> **Task to complete**: Pull out every line in the records below that contains the string "like", and copy each one unchanged.
[start]
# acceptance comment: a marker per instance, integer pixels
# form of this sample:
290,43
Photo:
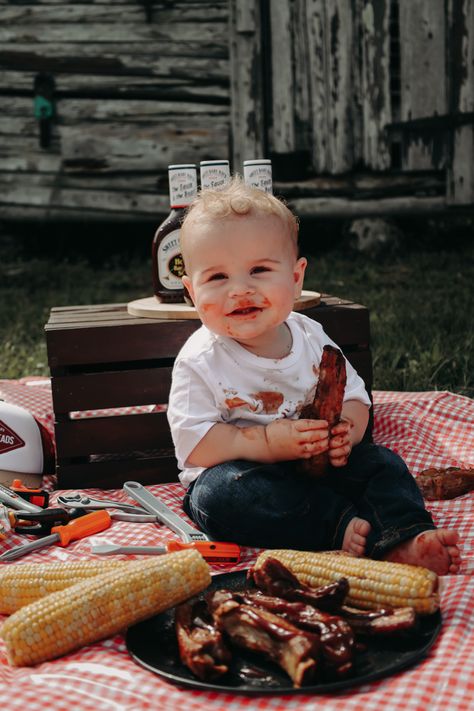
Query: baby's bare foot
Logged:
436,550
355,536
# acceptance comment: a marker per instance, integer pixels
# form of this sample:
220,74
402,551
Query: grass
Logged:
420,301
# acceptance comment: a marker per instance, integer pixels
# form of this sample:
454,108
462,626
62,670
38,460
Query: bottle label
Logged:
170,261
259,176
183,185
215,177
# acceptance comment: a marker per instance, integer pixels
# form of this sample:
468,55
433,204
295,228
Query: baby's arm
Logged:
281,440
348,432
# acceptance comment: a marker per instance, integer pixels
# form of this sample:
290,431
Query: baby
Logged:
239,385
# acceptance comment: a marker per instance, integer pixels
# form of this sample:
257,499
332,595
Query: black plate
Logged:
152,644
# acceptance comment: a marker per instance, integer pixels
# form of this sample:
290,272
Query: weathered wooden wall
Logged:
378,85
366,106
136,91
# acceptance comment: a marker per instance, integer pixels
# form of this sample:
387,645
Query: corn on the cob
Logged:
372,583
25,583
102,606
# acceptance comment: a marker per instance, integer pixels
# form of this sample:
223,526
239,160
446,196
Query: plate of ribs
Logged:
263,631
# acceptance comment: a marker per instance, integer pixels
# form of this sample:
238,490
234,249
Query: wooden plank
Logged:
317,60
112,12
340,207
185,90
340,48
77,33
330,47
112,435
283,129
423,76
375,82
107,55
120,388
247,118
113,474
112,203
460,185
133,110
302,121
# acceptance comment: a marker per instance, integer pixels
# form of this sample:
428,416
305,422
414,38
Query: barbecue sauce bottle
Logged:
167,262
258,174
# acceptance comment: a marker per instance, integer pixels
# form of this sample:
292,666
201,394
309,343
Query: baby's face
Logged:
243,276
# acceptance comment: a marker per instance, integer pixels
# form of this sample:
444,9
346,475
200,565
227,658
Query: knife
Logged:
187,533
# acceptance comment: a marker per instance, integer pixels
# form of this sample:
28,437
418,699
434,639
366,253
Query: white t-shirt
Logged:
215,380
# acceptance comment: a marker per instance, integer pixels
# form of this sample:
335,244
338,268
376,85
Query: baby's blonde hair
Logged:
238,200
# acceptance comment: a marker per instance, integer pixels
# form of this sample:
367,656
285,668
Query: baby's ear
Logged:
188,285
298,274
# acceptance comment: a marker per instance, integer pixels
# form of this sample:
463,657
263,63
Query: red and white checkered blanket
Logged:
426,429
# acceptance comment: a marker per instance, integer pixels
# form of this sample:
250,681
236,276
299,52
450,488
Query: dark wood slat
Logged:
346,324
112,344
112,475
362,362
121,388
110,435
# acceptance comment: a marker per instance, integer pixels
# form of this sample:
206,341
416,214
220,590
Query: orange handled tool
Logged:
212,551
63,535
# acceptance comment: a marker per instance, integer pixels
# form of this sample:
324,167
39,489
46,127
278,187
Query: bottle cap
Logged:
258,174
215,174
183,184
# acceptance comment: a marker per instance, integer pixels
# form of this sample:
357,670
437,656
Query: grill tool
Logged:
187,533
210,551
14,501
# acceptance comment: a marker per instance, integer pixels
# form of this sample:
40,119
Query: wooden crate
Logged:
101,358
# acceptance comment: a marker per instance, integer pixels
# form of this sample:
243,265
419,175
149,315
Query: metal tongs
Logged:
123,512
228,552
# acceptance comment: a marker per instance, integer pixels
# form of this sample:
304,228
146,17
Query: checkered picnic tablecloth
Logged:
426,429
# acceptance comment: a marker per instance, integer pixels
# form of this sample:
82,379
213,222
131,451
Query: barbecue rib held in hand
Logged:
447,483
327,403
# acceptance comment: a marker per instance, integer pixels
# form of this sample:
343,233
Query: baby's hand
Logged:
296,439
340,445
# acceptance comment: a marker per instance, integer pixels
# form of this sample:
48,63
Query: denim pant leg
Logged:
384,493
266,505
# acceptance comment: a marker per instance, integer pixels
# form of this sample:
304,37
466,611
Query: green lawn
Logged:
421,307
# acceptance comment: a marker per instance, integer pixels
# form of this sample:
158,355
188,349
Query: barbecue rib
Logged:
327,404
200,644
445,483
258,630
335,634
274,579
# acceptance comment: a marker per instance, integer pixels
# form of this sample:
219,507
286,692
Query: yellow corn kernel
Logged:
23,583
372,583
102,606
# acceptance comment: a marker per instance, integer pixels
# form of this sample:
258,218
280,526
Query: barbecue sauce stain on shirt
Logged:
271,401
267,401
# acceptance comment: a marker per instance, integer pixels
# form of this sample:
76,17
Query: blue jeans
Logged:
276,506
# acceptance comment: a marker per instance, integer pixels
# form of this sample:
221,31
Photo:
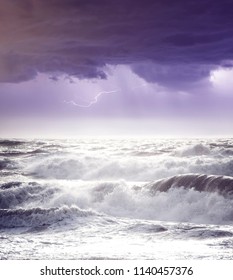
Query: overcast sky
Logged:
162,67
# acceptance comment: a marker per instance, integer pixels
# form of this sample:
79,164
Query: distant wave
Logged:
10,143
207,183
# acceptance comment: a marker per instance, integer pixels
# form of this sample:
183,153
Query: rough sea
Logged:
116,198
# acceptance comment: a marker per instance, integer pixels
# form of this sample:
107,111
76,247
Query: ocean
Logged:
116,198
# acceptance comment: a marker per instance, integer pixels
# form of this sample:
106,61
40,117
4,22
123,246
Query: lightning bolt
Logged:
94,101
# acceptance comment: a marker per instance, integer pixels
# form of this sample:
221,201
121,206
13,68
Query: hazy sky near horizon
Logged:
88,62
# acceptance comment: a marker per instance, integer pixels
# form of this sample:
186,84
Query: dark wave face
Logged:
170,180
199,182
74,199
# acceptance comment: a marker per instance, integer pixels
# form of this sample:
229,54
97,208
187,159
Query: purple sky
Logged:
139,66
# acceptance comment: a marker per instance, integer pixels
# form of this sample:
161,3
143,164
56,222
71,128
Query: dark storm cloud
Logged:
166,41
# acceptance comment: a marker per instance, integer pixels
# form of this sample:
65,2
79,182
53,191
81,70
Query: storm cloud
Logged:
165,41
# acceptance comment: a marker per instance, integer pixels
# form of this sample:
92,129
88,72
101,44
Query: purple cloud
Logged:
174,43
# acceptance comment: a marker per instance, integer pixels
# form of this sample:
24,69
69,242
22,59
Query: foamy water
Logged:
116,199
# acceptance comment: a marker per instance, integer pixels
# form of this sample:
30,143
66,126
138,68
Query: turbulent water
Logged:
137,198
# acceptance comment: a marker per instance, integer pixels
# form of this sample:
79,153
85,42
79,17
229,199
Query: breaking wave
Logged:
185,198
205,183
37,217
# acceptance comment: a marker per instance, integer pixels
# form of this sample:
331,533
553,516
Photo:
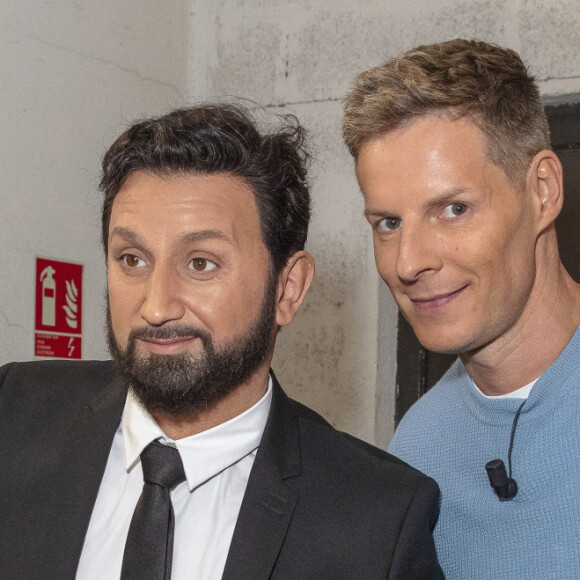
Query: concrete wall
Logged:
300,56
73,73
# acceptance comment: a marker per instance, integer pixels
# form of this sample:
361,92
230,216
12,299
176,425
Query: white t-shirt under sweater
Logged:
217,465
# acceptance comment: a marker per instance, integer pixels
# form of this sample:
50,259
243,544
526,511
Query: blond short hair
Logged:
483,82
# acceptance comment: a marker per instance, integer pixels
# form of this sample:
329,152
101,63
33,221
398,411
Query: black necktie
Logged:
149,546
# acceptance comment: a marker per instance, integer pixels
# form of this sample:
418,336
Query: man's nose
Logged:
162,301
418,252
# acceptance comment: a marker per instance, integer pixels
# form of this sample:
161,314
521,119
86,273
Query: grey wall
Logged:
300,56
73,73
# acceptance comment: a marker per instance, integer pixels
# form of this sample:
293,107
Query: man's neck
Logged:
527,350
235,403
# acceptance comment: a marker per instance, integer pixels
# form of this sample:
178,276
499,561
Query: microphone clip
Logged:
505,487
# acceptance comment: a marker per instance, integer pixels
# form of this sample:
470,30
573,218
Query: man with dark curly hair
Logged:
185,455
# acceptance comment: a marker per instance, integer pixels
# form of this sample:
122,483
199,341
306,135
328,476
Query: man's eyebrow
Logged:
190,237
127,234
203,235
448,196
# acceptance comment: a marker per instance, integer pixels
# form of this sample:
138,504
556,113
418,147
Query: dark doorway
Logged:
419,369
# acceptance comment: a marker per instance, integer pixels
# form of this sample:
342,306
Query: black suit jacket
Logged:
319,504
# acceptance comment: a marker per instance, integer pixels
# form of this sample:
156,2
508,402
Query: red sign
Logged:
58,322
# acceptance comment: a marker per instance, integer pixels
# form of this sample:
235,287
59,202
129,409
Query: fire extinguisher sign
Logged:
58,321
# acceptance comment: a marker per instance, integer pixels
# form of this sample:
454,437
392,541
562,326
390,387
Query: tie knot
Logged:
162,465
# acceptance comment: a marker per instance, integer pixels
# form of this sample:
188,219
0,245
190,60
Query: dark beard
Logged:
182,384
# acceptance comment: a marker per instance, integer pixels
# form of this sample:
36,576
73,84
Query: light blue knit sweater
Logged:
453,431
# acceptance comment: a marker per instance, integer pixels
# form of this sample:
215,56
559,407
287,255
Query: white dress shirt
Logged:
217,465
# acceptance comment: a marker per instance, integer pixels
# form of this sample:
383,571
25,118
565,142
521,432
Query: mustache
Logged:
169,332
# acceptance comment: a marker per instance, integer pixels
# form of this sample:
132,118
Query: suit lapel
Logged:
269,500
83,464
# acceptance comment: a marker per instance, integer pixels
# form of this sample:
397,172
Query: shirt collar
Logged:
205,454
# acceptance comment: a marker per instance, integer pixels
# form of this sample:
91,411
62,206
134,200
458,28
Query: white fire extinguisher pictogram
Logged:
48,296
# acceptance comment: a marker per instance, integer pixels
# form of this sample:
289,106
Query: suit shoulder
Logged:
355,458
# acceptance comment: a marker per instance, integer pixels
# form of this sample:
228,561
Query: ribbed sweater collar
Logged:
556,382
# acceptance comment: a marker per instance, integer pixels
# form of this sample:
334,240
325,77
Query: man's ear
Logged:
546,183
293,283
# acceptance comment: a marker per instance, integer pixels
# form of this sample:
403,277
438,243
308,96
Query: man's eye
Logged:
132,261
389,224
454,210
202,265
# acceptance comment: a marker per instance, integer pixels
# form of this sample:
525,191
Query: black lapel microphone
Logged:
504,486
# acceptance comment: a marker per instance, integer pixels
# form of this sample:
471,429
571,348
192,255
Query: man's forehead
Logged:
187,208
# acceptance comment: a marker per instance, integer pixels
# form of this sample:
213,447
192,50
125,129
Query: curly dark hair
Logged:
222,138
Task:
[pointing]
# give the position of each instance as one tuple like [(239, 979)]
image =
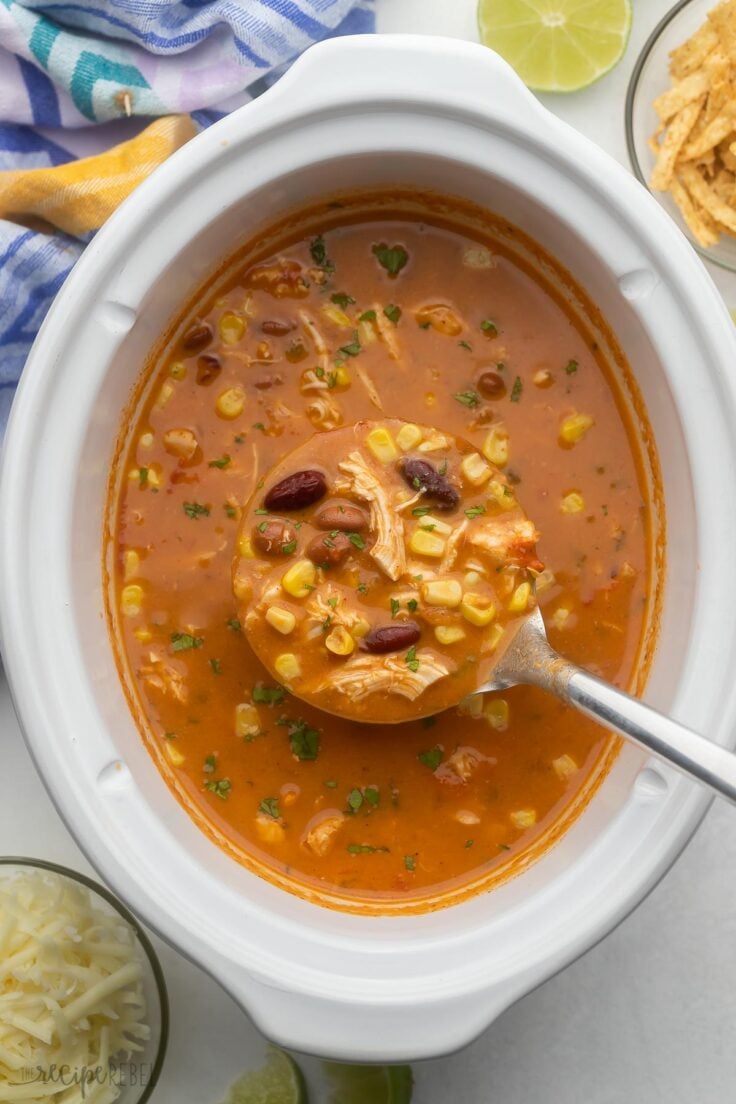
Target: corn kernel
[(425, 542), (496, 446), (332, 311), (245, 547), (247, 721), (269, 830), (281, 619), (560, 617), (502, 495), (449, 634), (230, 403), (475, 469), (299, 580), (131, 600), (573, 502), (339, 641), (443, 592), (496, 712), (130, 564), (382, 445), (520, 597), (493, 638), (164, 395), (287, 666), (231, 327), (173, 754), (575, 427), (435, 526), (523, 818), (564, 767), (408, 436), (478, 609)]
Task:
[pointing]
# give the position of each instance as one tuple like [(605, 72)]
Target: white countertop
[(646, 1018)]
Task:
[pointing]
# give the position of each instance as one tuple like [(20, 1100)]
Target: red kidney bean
[end]
> **Response**:
# give the position of each instance as one tuple like [(239, 979)]
# give the position of each instance as one tuple like [(605, 72)]
# give the position of each instance as one tuple like [(20, 1100)]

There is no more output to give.